* [Ausgewählter Textauszug]
„Sehr verehrter Herr Dr. Springer!“ – Wie sich berühmte Mathematiker vor hundert Jahren bei ihrem Verleger bedankten

Den in Jugendstil-Optik gehaltenen Briefkopf ziert ein Banner „Mathematische Annalen – Mathematische Zeitschrift“ vor einem Blätterornament. Die Anrede „Sehr verehrter Herr Dr. Springer!“ schmücken kunstvolle gestaltete Initialen. Aber die Bedeutung des Briefs erkennt man am klarsten an den Namen derer, die ihn unter „Berlin und Göttingen, den 17.7.23“ unterzeichneten:

„Klein, D. Hilbert, […], R. Courant, […], M. Born, […], A. Einstein […]“ – insgesamt 23 bedeutende Mathematiker und Physiker, Redaktionsmitglieder der beiden im Banner benannten Journale, bedanken sich bei ihrem Verleger Ferdinand Springer junior für dessen Einsatz für „die deutschen Mathematiker und damit die Wissenschaft überhaupt“. Also das, was wir heute weniger hochtrabend ihre Fachcommunity nennen. Der Anlass ihres Dankesbriefs war die 25. Ausgabe der Mathematischen Zeitschrift und der Mathematischen Annalen.

(Gespeicherte Einträge)

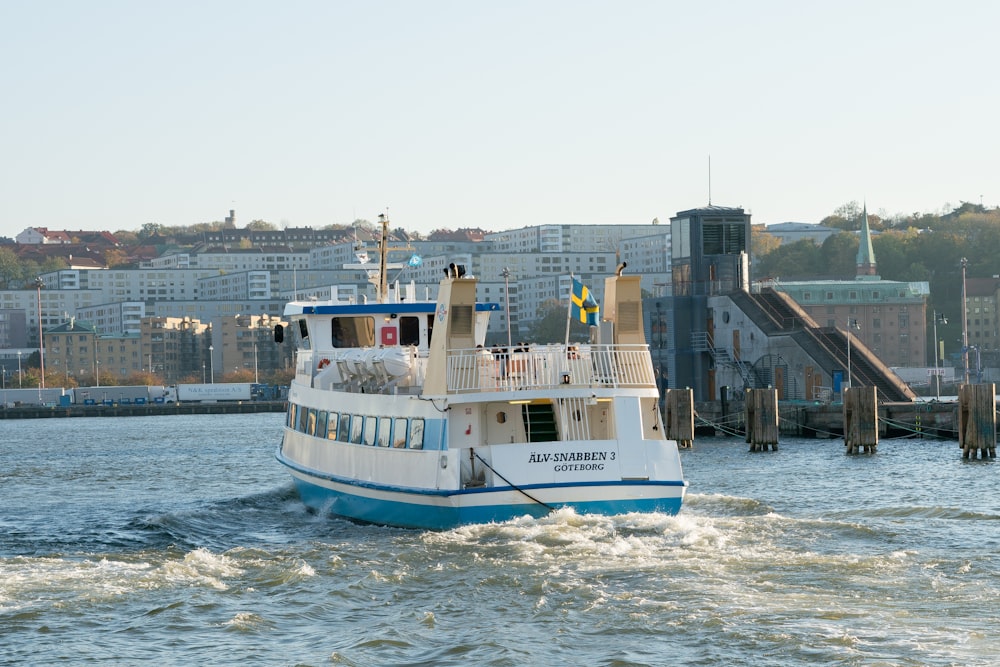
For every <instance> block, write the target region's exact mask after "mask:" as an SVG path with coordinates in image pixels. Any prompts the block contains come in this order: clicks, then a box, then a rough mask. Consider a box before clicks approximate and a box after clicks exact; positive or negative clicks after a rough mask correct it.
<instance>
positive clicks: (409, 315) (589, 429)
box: [275, 216, 687, 530]
mask: <svg viewBox="0 0 1000 667" xmlns="http://www.w3.org/2000/svg"><path fill="white" fill-rule="evenodd" d="M380 218H382V243H381V244H380V249H381V251H380V259H379V263H378V265H375V264H374V263H372V264H371V268H372V272H371V275H373V276H375V277H374V278H373V282H375V283H376V286H377V294H378V298H377V299H376V301H375V302H374V303H351V302H343V301H331V302H325V303H321V302H315V301H293V302H290V303H288V304H287V306H286V309H285V318H286V321H287V322H289V327H288V329H289V330H290V332H291V337H292V338H293V339H294V343H295V344H296V346H297V352H296V358H295V378H294V380H293V381H292V383H291V386H290V387H289V393H288V414H287V419H286V423H285V427H284V431H283V438H282V441H281V444H280V446H279V448H278V451H277V459H278V461H280V462H281V463H282V464H283V465H285V466H287V468H288V469H289V471H290V473H291V475H292V477H293V479H294V481H295V484H296V487H297V489H298V493H299V496H300V498H301V500H302V501H303V502H304V503H305V504H306V505H307V506H308V507H310V508H312V509H314V510H316V511H319V512H323V513H329V514H333V515H337V516H340V517H345V518H348V519H351V520H355V521H359V522H366V523H374V524H383V525H391V526H400V527H410V528H421V529H433V530H440V529H449V528H452V527H456V526H460V525H463V524H474V523H489V522H502V521H507V520H510V519H513V518H516V517H521V516H524V515H530V516H533V517H540V516H544V515H545V514H547V513H549V512H551V511H553V510H555V509H558V508H564V507H570V508H573V509H574V510H575V511H576V512H578V513H580V514H586V513H596V514H603V515H615V514H623V513H628V512H664V513H676V512H678V511H679V510H680V507H681V502H682V500H683V498H684V493H685V491H686V488H687V482H685V481H684V479H683V475H682V470H681V461H680V455H679V452H678V446H677V443H676V442H675V441H672V440H668V439H667V438H666V437H665V435H664V427H663V421H662V418H661V413H660V409H659V404H658V403H659V402H658V398H659V394H658V391H657V386H656V382H655V378H654V372H653V366H652V362H651V359H650V355H649V349H648V346H647V345H646V343H645V340H644V334H643V330H642V313H641V298H640V297H641V294H640V287H639V277H638V276H625V275H622V273H623V271H622V270H621V268H619V270H618V271H617V273H616V275H615V276H613V277H609V278H607V279H606V285H605V295H606V299H605V314H604V317H603V320H604V321H603V322H602V323H601V325H600V326H598V327H591V331H592V332H594V333H600V334H602V335H605V336H608V337H609V341H608V342H607V343H602V342H599V341H598V340H596V338H597V336H595V335H593V334H592V342H591V343H589V344H581V345H576V344H572V345H571V344H518V345H509V346H507V347H503V348H500V347H494V348H488V347H487V346H486V345H485V342H484V341H485V338H486V331H487V324H488V321H489V317H490V315H491V314H494V313H496V312H497V311H498V310H499V309H500V306H499V305H498V304H491V303H480V302H477V300H476V285H477V280H476V278H474V277H473V276H471V275H467V274H466V271H465V269H464V267H462V266H456V265H454V264H452V265H450V266H449V267H448V268H447V269H446V270H445V276H444V278H443V279H442V280H441V283H440V286H439V289H438V293H437V298H436V300H417V299H416V298H415V294H414V292H415V286H414V285H413V284H412V283H411V284H410V285H409V289H408V290H401V289H400V286H399V285H398V284H396V285H389V284H387V281H386V271H387V263H386V255H387V254H388V250H389V248H388V247H387V246H386V245H385V244H386V241H387V231H388V224H387V222H388V221H387V219H386V218H385V217H384V216H380ZM376 266H377V268H375V267H376ZM390 268H391V267H390ZM275 333H276V339H280V338H283V337H284V335H283V330H281V331H276V332H275ZM508 338H509V336H508Z"/></svg>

* [Aufgabe A] Aktualisieren Sie im Text über den Dankesbrief an Springer alles von „Den in Jugendstil-Optik“ bis hinunter zu „der Mathematischen Annalen.“ und geben Sie diesen Abschnitt vollständig wieder, wobei „Banner“ durch „Spruchband“ ersetzt wird.
* [Aufgabe B] Setzen Sie den Text über den Dankesbrief der Mathematiker an Ferdinand Springer im Anschluss an seinen letzten Satz fort.

* [Schriftliche Antwort A]
Den in Jugendstil-Optik gehaltenen Briefkopf ziert ein Spruchband „Mathematische Annalen – Mathematische Zeitschrift“ vor einem Blätterornament. Die Anrede „Sehr verehrter Herr Dr. Springer!“ schmücken kunstvolle gestaltete Initialen. Aber die Bedeutung des Briefs erkennt man am klarsten an den Namen derer, die ihn unter „Berlin und Göttingen, den 17.7.23“ unterzeichneten:

„Klein, D. Hilbert, […], R. Courant, […], M. Born, […], A. Einstein […]“ – insgesamt 23 bedeutende Mathematiker und Physiker, Redaktionsmitglieder der beiden im Spruchband benannten Journale, bedanken sich bei ihrem Verleger Ferdinand Springer junior für dessen Einsatz für „die deutschen Mathematiker und damit die Wissenschaft überhaupt“. Also das, was wir heute weniger hochtrabend ihre Fachcommunity nennen. Der Anlass ihres Dankesbriefs war die 25. Ausgabe der Mathematischen Zeitschrift und der Mathematischen Annalen.

* [Schriftliche Antwort B]
Dankesbrief an Ferdinand Springer. Veröffentlicht in „Ich bin wirklich glücklich zu preisen, einen solchen Verleger-Freund zu besitzen“. Aspekte mathematischen Publizierens im Kaiserreich und der Weimarer Republik, Volker R. Remmert und Ute Schneider; Mitteilungen der Deutschen Mathematiker-Vereinigung 2006, S. 196 ff., https://doi.org/10.1515/dmvm-2006-0091

Der emeritierte Fields-Medaillenträger David Mumford bezieht sich auf das Dankesschreiben der Mathematiker in seinem lesenswerten Essay „Wake Up“. Darin reflektiert er die Entwicklung des mathematischen Publikationswesens im Laufe seiner Karriere. Der Essay ist erschienen in „Numbers and the World: Essays on Math and Beyond“ (Providence, American Mathematical Society, 2023).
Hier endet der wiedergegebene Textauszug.